Please copy out the listing below, substituting "image coordinates" for every occurrence of "pixel coordinates" and changing nothing else.

— START Record set —

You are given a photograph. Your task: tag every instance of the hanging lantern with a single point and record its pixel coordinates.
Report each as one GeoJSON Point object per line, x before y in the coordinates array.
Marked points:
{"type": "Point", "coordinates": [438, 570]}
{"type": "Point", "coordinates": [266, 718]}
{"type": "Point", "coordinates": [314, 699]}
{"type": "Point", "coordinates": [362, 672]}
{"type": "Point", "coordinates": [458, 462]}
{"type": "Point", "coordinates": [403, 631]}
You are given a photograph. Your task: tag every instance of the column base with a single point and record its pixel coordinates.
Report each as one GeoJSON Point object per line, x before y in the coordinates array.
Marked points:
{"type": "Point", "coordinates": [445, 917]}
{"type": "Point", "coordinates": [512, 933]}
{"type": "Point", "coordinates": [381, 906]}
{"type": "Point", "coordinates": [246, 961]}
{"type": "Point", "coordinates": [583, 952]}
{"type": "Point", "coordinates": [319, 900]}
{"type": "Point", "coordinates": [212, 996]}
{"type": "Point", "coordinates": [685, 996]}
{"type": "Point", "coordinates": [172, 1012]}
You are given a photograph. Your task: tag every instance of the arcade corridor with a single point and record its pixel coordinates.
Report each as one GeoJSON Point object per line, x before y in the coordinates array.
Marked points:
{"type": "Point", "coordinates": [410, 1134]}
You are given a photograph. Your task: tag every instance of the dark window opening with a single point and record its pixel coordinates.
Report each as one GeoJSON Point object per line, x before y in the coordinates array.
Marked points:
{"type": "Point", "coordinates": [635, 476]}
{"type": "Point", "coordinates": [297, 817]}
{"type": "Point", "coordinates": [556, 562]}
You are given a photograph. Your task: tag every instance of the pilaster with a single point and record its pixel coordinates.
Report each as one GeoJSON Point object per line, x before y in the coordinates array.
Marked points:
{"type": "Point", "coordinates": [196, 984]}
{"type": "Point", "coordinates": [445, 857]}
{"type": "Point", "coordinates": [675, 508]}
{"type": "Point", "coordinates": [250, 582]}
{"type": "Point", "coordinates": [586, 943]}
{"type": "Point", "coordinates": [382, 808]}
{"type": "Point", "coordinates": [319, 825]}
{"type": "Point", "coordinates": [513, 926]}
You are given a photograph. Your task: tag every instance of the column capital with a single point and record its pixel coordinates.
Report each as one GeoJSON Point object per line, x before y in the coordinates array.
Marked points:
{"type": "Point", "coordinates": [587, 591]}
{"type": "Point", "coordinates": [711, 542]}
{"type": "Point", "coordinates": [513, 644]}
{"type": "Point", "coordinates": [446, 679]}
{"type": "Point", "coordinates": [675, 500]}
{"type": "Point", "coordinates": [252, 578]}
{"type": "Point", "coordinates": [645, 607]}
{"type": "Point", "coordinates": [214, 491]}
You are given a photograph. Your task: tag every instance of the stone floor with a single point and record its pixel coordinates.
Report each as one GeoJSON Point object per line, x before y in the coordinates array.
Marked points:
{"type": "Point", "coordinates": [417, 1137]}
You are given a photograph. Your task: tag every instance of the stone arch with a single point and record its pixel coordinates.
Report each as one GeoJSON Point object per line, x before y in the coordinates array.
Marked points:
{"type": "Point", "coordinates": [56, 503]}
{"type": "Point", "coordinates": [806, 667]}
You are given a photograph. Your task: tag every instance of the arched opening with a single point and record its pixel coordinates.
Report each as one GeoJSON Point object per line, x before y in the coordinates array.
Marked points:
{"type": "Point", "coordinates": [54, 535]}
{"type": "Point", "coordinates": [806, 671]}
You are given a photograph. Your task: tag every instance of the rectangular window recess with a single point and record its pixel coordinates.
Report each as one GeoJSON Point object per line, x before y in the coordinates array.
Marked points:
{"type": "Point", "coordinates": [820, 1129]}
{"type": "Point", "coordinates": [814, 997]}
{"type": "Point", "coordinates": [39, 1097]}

— END Record set —

- **Complete output**:
You are given a photograph. Your task: tag every instance of the hanging lantern with a single point and record its image coordinates.
Report each as one GeoJSON Point object per line, x before y in the coordinates array.
Marked points:
{"type": "Point", "coordinates": [438, 570]}
{"type": "Point", "coordinates": [266, 718]}
{"type": "Point", "coordinates": [314, 699]}
{"type": "Point", "coordinates": [362, 672]}
{"type": "Point", "coordinates": [458, 462]}
{"type": "Point", "coordinates": [403, 631]}
You are given a photograph. Your task: tag every instance of the column base with a single point and record its image coordinates.
Report each as one GeoJSON Point object per line, x before y in the coordinates array.
Marked points:
{"type": "Point", "coordinates": [445, 917]}
{"type": "Point", "coordinates": [512, 933]}
{"type": "Point", "coordinates": [381, 906]}
{"type": "Point", "coordinates": [246, 961]}
{"type": "Point", "coordinates": [583, 952]}
{"type": "Point", "coordinates": [319, 900]}
{"type": "Point", "coordinates": [212, 996]}
{"type": "Point", "coordinates": [685, 996]}
{"type": "Point", "coordinates": [172, 1012]}
You are given a photograph. Your task: tag every instance of the arcade corridor with a single point and record its image coordinates.
Report each as one GeoJSON Point object per line, x before y in the coordinates array.
Marked points:
{"type": "Point", "coordinates": [410, 1134]}
You are given a photograph. Your task: tag every instance of the dark window opening with a single point and record its image coordinates.
Report each as one GeoJSON Point object per line, x before y in the coordinates array.
Marked points:
{"type": "Point", "coordinates": [635, 476]}
{"type": "Point", "coordinates": [297, 817]}
{"type": "Point", "coordinates": [556, 562]}
You are given a photograph. Your task: tag every instance of the pilaster with a single point and record its image coordinates.
Report each as one GeoJSON Point object per line, x before y in the coordinates array.
Marked points:
{"type": "Point", "coordinates": [196, 984]}
{"type": "Point", "coordinates": [445, 857]}
{"type": "Point", "coordinates": [675, 508]}
{"type": "Point", "coordinates": [250, 582]}
{"type": "Point", "coordinates": [586, 943]}
{"type": "Point", "coordinates": [382, 808]}
{"type": "Point", "coordinates": [319, 825]}
{"type": "Point", "coordinates": [513, 926]}
You are given a photograph. Your task: tag every instance of the column capital with a single point and record its image coordinates.
Report each as one GeoJSON Point object per line, x before y in the coordinates array.
Marked points:
{"type": "Point", "coordinates": [587, 591]}
{"type": "Point", "coordinates": [711, 542]}
{"type": "Point", "coordinates": [513, 644]}
{"type": "Point", "coordinates": [446, 679]}
{"type": "Point", "coordinates": [675, 500]}
{"type": "Point", "coordinates": [252, 578]}
{"type": "Point", "coordinates": [645, 607]}
{"type": "Point", "coordinates": [214, 491]}
You are given a photograph. Your task: tag every instance of the stone floor with a single point and record its image coordinates.
Report each as one GeoJSON Point object per line, x before y in the coordinates array.
Marked points:
{"type": "Point", "coordinates": [417, 1137]}
You are given a photograph. Your task: tag every instance of the stone arch with a single point and record its image coordinates.
Report each as one GeoJSON Point object per line, x before y in the coordinates array.
Marked points:
{"type": "Point", "coordinates": [56, 503]}
{"type": "Point", "coordinates": [806, 667]}
You are given a photograph. Your task: tag every instance of the arched opening with a single point and record its image coordinates.
Report each as one GeoJSON Point object per line, x before y in the coordinates array.
Marked points:
{"type": "Point", "coordinates": [54, 535]}
{"type": "Point", "coordinates": [806, 671]}
You are given a photograph. Your task: tag every instance of the rectangular window recess with a single point and record its image coordinates.
Report each as one GeoJSON Point object per line, x before y in the coordinates array.
Marked points:
{"type": "Point", "coordinates": [820, 1129]}
{"type": "Point", "coordinates": [814, 997]}
{"type": "Point", "coordinates": [39, 1097]}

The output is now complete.